§ **TASK MATERIAL**
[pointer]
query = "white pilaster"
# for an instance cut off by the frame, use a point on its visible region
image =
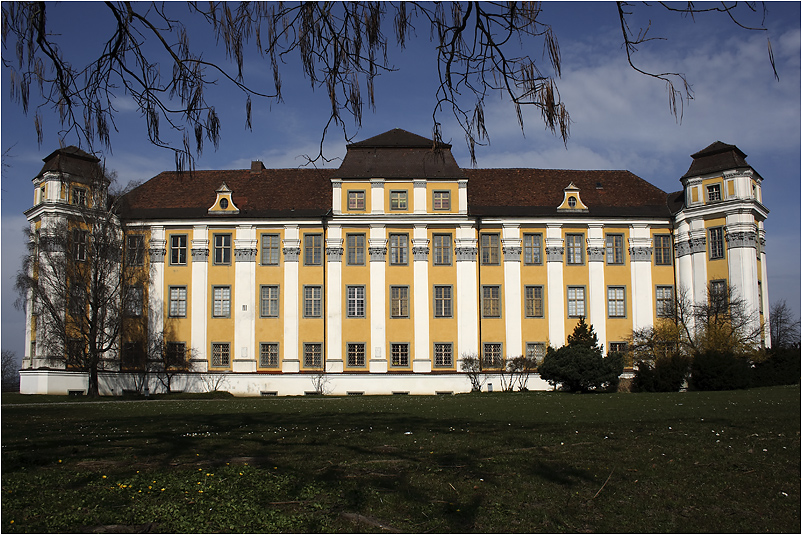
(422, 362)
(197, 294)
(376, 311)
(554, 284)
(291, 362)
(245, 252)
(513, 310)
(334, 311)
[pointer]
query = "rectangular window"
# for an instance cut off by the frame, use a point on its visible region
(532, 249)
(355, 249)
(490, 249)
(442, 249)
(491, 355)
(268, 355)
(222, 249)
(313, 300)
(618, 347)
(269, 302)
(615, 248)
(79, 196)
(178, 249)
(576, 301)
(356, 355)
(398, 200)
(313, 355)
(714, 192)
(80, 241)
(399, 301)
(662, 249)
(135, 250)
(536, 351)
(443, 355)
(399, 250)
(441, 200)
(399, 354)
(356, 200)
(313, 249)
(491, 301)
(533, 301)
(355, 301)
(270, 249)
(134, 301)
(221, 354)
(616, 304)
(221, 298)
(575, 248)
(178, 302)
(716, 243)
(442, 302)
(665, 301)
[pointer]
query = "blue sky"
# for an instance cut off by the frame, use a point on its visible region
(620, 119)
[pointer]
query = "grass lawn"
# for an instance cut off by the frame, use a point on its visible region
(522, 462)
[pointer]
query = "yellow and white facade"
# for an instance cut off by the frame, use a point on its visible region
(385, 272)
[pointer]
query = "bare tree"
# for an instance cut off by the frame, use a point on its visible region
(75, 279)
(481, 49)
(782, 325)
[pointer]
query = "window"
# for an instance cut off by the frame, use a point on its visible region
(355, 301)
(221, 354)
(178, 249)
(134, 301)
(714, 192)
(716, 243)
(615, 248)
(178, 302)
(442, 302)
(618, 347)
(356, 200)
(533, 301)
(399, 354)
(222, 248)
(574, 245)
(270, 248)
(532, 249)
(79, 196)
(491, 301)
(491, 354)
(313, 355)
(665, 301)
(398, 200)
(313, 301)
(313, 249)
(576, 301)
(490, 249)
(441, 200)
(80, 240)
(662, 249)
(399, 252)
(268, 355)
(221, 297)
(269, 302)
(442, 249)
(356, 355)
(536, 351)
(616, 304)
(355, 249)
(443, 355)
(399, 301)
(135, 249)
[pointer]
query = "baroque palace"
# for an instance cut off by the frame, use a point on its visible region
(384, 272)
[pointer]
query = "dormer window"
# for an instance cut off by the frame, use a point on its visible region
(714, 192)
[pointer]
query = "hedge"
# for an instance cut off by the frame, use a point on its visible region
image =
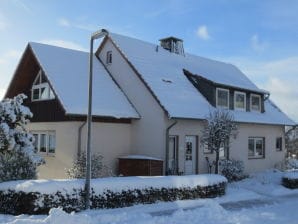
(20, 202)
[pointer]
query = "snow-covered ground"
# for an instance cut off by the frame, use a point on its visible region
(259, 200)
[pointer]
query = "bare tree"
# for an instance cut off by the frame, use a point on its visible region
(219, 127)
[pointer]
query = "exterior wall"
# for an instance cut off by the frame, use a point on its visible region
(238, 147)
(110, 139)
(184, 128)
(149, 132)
---
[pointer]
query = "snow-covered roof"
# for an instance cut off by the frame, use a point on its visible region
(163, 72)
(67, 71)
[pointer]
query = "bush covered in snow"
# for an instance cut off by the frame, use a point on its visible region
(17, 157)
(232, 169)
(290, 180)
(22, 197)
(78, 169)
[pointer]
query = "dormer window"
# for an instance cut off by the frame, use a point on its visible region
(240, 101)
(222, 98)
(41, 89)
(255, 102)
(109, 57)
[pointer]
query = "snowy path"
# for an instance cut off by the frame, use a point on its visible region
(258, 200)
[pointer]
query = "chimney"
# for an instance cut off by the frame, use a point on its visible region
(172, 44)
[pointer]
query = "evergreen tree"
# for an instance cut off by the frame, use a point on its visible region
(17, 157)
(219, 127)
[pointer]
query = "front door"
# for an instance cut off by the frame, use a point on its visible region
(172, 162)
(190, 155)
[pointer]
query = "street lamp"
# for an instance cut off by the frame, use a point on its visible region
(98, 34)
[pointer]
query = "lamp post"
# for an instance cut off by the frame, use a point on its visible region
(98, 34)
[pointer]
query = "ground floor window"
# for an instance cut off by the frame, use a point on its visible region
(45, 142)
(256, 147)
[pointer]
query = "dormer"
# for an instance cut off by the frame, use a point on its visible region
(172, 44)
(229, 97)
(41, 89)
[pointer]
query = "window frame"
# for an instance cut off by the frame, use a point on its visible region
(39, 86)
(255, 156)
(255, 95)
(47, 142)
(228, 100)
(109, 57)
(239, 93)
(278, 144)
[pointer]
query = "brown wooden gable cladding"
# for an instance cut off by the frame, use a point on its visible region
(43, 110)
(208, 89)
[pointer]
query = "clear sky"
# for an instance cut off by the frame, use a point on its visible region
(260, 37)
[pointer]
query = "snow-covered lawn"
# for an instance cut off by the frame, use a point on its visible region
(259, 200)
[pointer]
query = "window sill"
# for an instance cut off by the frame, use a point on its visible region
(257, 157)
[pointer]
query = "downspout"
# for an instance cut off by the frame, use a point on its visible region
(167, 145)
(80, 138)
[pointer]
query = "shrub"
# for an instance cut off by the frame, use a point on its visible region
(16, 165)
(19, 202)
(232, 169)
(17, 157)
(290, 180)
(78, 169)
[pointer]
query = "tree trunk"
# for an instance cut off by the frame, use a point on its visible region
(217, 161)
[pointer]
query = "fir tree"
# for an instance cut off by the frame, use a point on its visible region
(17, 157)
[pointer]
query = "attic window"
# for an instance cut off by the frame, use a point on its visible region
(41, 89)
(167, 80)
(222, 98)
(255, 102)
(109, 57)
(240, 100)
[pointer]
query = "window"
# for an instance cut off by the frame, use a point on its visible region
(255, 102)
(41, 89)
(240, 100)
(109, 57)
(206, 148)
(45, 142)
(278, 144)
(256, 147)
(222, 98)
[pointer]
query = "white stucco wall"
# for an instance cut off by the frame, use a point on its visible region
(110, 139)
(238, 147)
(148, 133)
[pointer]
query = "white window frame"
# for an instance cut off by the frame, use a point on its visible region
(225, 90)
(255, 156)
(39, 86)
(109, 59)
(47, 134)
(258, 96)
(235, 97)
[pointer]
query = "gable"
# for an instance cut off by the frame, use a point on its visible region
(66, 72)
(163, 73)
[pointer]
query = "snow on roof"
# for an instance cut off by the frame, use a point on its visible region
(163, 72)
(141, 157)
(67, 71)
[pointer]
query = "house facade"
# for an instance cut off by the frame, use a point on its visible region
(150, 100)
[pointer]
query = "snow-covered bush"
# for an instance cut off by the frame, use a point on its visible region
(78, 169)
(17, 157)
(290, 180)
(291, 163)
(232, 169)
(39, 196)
...
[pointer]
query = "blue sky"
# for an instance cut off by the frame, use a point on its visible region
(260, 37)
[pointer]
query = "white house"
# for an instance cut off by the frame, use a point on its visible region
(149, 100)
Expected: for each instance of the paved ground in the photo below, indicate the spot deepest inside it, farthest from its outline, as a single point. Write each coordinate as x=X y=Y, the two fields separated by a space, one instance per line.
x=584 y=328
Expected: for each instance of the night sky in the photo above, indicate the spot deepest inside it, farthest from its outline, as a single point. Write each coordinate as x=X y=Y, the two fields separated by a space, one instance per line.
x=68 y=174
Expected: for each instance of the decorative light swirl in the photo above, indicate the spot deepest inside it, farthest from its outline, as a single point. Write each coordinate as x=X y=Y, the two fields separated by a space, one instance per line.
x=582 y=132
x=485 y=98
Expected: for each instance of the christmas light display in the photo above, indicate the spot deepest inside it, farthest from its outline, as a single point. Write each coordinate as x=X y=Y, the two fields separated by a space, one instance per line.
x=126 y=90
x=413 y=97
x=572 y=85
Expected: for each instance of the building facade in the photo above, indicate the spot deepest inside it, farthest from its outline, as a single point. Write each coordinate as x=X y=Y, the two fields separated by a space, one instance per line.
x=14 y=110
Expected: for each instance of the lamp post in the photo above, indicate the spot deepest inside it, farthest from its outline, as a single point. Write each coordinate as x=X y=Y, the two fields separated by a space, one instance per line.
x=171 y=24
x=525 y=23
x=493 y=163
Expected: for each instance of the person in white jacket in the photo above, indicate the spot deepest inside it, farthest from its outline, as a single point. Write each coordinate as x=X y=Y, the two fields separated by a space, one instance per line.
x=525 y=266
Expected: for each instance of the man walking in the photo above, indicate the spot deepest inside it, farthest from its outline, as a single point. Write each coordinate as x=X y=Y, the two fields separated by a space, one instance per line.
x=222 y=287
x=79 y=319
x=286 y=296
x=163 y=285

§ **TASK**
Count how many lines of the entries contain the word "house"; only the number should appear in the reply.

§ **RESPONSE FOR THIS EXERCISE**
2